• Problem to work on
All entries need to be written out verbatim, with pictures omitted.

• Collected data entries
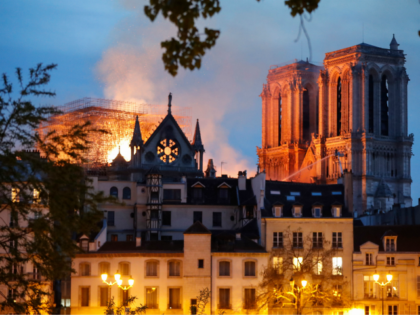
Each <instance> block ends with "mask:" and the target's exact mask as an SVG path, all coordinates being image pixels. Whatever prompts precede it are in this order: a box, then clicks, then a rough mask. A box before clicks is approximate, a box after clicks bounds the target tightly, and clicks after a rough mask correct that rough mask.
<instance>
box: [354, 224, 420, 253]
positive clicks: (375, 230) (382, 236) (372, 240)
mask: <svg viewBox="0 0 420 315" xmlns="http://www.w3.org/2000/svg"><path fill="white" fill-rule="evenodd" d="M419 232H420V226H417V225H399V226H389V225H380V226H354V228H353V234H354V251H360V246H361V245H363V244H364V243H366V242H372V243H375V244H377V245H379V251H384V246H383V241H382V238H383V237H384V236H385V235H388V236H392V235H397V252H420V233H419Z"/></svg>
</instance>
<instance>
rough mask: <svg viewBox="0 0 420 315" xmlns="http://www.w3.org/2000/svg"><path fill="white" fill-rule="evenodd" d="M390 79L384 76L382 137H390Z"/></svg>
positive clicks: (381, 123)
mask: <svg viewBox="0 0 420 315" xmlns="http://www.w3.org/2000/svg"><path fill="white" fill-rule="evenodd" d="M388 87H389V84H388V79H387V77H386V75H383V76H382V81H381V135H383V136H388V135H389V132H388V123H389V119H388V114H389V102H388V100H389V95H388Z"/></svg>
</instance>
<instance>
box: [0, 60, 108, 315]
mask: <svg viewBox="0 0 420 315" xmlns="http://www.w3.org/2000/svg"><path fill="white" fill-rule="evenodd" d="M55 68H56V65H54V64H52V65H47V66H43V65H42V64H39V65H38V66H37V67H35V68H32V69H30V70H29V78H28V79H27V80H25V79H24V75H23V73H22V71H21V69H19V68H18V69H17V70H16V78H17V86H18V88H17V91H15V90H14V85H13V84H12V83H11V82H10V81H9V77H8V76H7V75H6V74H4V75H3V77H2V79H3V82H2V83H3V86H2V88H1V89H0V220H1V221H2V222H1V224H0V251H1V255H0V266H1V267H0V285H2V286H6V287H7V292H8V294H4V293H3V292H0V307H1V309H2V310H4V309H6V310H12V312H16V313H27V312H34V313H38V312H40V311H52V308H53V303H52V299H51V291H50V288H51V286H50V285H49V284H50V282H49V281H52V280H58V279H63V278H65V277H66V276H68V274H69V273H70V272H71V271H72V270H71V265H70V260H71V258H72V257H74V255H75V254H76V253H78V252H79V248H78V246H77V244H76V243H75V242H74V238H75V236H76V235H78V234H81V233H84V234H87V233H90V232H91V231H92V227H96V223H97V222H98V221H100V220H101V219H102V217H103V214H102V212H101V211H99V209H98V208H97V205H98V203H101V202H105V201H108V198H105V197H104V196H103V194H102V193H96V192H94V191H93V190H92V189H91V186H90V182H89V180H88V179H87V177H86V175H85V173H84V169H83V167H82V165H83V163H85V162H86V161H85V159H84V155H83V152H84V151H85V150H86V149H87V148H88V146H89V142H88V140H87V136H88V134H89V133H91V132H93V133H95V132H102V131H100V130H95V129H93V128H91V127H90V124H89V123H86V124H83V125H76V126H74V127H72V128H71V129H70V131H69V132H67V133H63V134H58V133H56V132H55V131H52V132H49V133H47V134H46V135H40V134H39V133H38V132H37V131H36V128H38V127H39V126H40V124H41V123H42V122H45V121H46V120H47V119H48V117H49V116H50V115H55V114H58V113H59V112H58V111H57V109H56V108H54V107H51V106H38V107H36V106H34V104H33V103H32V100H33V99H35V98H36V97H39V96H41V97H52V96H54V95H55V93H54V92H51V91H47V90H46V89H45V86H46V85H47V84H48V83H49V81H50V73H51V71H52V70H54V69H55ZM33 148H38V149H39V150H40V151H32V149H33ZM41 154H42V156H41Z"/></svg>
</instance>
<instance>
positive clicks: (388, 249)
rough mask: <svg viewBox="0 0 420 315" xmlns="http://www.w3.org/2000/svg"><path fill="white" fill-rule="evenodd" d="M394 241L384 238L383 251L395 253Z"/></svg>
mask: <svg viewBox="0 0 420 315" xmlns="http://www.w3.org/2000/svg"><path fill="white" fill-rule="evenodd" d="M395 243H396V241H395V239H394V238H389V237H387V238H385V251H387V252H395V250H396V246H395Z"/></svg>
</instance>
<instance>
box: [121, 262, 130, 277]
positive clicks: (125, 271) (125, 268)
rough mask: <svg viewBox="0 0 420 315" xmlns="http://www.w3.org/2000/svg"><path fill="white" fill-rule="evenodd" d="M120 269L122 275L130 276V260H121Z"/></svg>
mask: <svg viewBox="0 0 420 315" xmlns="http://www.w3.org/2000/svg"><path fill="white" fill-rule="evenodd" d="M119 270H120V273H121V275H122V276H129V275H130V263H128V262H121V263H119Z"/></svg>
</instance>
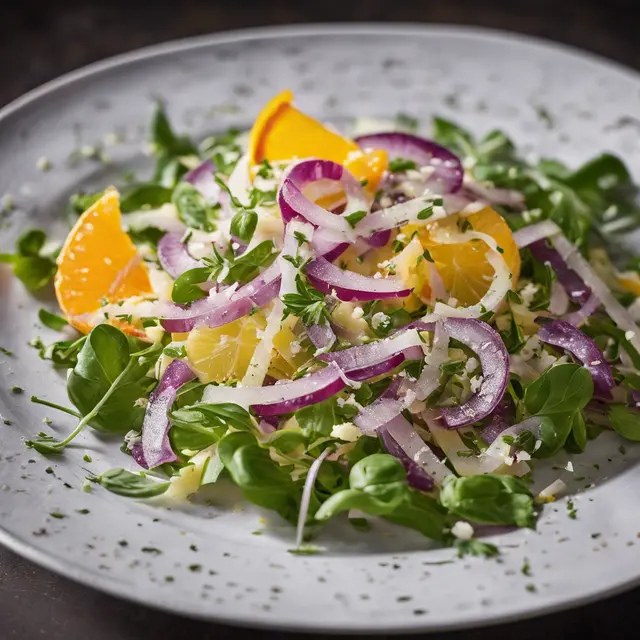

• Reply
Each <instance> block ends with "mask:" and the target's exact mask as an SVG path, all coordinates being image pixels. Whatever prompts precede it are in this order: a box, then clicks, then a rough mask. A box before clicks is approximate, a box after clicks bounds the target tightly, and clicks after a rough mask correct that rough mask.
<instance>
box: [354, 224, 420, 253]
positive clicks: (375, 230) (382, 236) (372, 240)
mask: <svg viewBox="0 0 420 315" xmlns="http://www.w3.org/2000/svg"><path fill="white" fill-rule="evenodd" d="M419 232H420V226H417V225H399V226H389V225H380V226H354V228H353V234H354V251H360V246H361V245H363V244H364V243H366V242H372V243H375V244H377V245H379V251H384V246H383V241H382V238H383V237H384V236H385V235H388V236H392V235H397V252H420V233H419Z"/></svg>
</instance>
<instance>
rough mask: <svg viewBox="0 0 420 315" xmlns="http://www.w3.org/2000/svg"><path fill="white" fill-rule="evenodd" d="M390 79L384 76L382 137H390Z"/></svg>
positive clicks: (381, 123)
mask: <svg viewBox="0 0 420 315" xmlns="http://www.w3.org/2000/svg"><path fill="white" fill-rule="evenodd" d="M388 87H389V84H388V79H387V77H386V75H383V76H382V81H381V135H383V136H388V135H389V132H388V123H389V119H388V114H389V102H388V100H389V95H388Z"/></svg>
</instance>
<instance>
box: [0, 60, 108, 315]
mask: <svg viewBox="0 0 420 315" xmlns="http://www.w3.org/2000/svg"><path fill="white" fill-rule="evenodd" d="M55 68H56V65H54V64H52V65H47V66H43V65H42V64H39V65H38V66H37V67H35V68H32V69H30V70H29V78H28V79H27V80H25V79H24V75H23V73H22V71H21V69H19V68H18V69H17V70H16V78H17V86H18V88H17V91H15V90H14V85H13V84H12V83H11V82H10V81H9V77H8V76H7V75H6V74H4V75H3V77H2V79H3V82H2V83H3V86H2V88H1V89H0V220H1V221H2V222H1V224H0V251H1V255H0V266H1V267H0V285H2V286H6V287H7V292H8V294H4V293H3V292H0V307H1V309H2V310H4V309H6V310H12V312H16V313H27V312H34V313H38V312H40V311H52V308H53V303H52V299H51V291H50V288H51V286H50V285H49V284H50V282H49V281H52V280H58V279H63V278H65V277H66V276H68V274H69V273H70V272H71V271H72V270H71V265H70V260H71V258H72V257H74V255H75V254H76V253H78V252H79V248H78V246H77V244H76V243H75V242H74V238H75V236H76V235H78V234H81V233H84V234H87V233H90V232H91V231H92V227H96V223H97V222H98V221H100V220H101V219H102V217H103V214H102V212H101V211H99V209H98V208H97V205H98V203H101V202H105V201H108V198H105V197H104V196H103V194H102V193H96V192H94V191H93V190H92V189H91V186H90V182H89V180H88V179H87V177H86V175H85V173H84V169H83V167H82V165H83V163H85V162H86V161H85V159H84V155H83V152H84V151H85V150H86V149H87V148H88V146H89V142H88V140H87V136H88V134H89V133H91V132H93V133H95V132H102V131H100V130H95V129H93V128H91V127H90V124H89V123H86V124H83V125H76V126H74V127H72V128H71V129H70V131H69V132H67V133H63V134H58V133H56V132H55V131H52V132H49V133H47V134H46V135H40V134H39V133H38V132H37V131H36V128H38V127H39V126H40V124H41V123H42V122H45V121H46V120H47V119H48V117H49V116H50V115H55V114H58V113H59V112H58V111H57V109H56V108H54V107H51V106H38V107H36V106H34V104H33V103H32V100H33V99H35V98H36V97H39V96H41V97H52V96H54V95H55V93H54V92H51V91H47V90H46V89H45V86H46V85H47V84H48V83H49V81H50V73H51V71H52V70H54V69H55ZM33 148H38V149H39V150H40V151H32V149H33ZM41 154H42V156H41Z"/></svg>
</instance>
<instance>
positive clicks: (388, 249)
rough mask: <svg viewBox="0 0 420 315" xmlns="http://www.w3.org/2000/svg"><path fill="white" fill-rule="evenodd" d="M394 241L384 238L383 251L395 253Z"/></svg>
mask: <svg viewBox="0 0 420 315" xmlns="http://www.w3.org/2000/svg"><path fill="white" fill-rule="evenodd" d="M395 243H396V241H395V239H394V238H389V237H387V238H385V251H387V252H395V250H396V246H395Z"/></svg>
</instance>
<instance>
box: [121, 262, 130, 277]
positive clicks: (125, 271) (125, 268)
rough mask: <svg viewBox="0 0 420 315" xmlns="http://www.w3.org/2000/svg"><path fill="white" fill-rule="evenodd" d="M120 269L122 275L130 276V260H121Z"/></svg>
mask: <svg viewBox="0 0 420 315" xmlns="http://www.w3.org/2000/svg"><path fill="white" fill-rule="evenodd" d="M119 270H120V273H121V275H122V276H129V275H130V263H128V262H121V263H119Z"/></svg>
</instance>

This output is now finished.